■ **Objective**:
Reproduce all of the entries below, replacing each occurrence of "instance" with "occurrence" and leaving everything else unchanged.

## Begin

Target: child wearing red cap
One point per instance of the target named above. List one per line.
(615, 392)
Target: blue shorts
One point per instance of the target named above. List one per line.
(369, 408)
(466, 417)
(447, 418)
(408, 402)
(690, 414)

## End

■ **Result of this task**:
Target: child wearing red cap
One point per occurrence of the target named above. List one per line.
(615, 392)
Target: blue shorts
One point per occurrence of the target named above. List one per line.
(369, 408)
(466, 417)
(447, 418)
(408, 402)
(690, 414)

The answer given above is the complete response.